- _Job_: Convert the data in the stretch from the line containing "Someone flagged person wearing" through the line containing "[99,29,598,172]" into a two-column CSV headed label_text and boxes, with one row for each line starting with "Someone flagged" and the coordinate lines under it. Quote every field and turn any line breaks inside a field into spaces.

* START Materials provided *

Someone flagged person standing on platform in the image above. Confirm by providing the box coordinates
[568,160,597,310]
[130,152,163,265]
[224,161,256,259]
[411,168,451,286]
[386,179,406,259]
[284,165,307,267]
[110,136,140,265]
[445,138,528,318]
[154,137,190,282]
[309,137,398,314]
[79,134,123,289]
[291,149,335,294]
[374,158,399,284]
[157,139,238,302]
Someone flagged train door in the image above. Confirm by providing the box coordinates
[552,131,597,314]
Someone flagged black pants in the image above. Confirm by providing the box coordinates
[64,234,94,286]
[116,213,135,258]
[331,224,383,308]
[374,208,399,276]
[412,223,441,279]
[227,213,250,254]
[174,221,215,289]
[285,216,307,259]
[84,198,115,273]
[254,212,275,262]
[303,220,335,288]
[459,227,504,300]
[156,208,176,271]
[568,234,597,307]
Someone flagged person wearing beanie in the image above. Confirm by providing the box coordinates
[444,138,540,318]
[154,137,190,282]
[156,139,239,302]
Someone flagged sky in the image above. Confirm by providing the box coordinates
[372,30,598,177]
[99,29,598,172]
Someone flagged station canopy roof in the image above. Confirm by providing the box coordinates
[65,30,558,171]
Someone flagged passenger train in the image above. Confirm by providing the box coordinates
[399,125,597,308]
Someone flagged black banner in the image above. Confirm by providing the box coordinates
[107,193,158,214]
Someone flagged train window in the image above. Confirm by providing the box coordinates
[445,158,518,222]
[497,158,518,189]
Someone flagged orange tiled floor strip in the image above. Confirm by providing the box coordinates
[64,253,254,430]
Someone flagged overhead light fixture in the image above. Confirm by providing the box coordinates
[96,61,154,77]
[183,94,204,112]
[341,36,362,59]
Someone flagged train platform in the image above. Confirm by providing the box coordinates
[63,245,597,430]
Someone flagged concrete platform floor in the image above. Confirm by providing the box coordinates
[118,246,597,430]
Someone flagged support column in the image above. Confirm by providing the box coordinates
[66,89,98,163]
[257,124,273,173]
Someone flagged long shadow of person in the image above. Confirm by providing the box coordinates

* END Materials provided *

- _Written solution_:
label_text,boxes
"Someone flagged person wearing beanie in the image above. Confirm by providing the box coordinates","[444,138,540,318] [154,137,190,282] [156,139,239,302]"
"Someone flagged sky in the image above. Confirm by providing the box coordinates","[372,30,598,177] [99,29,598,172]"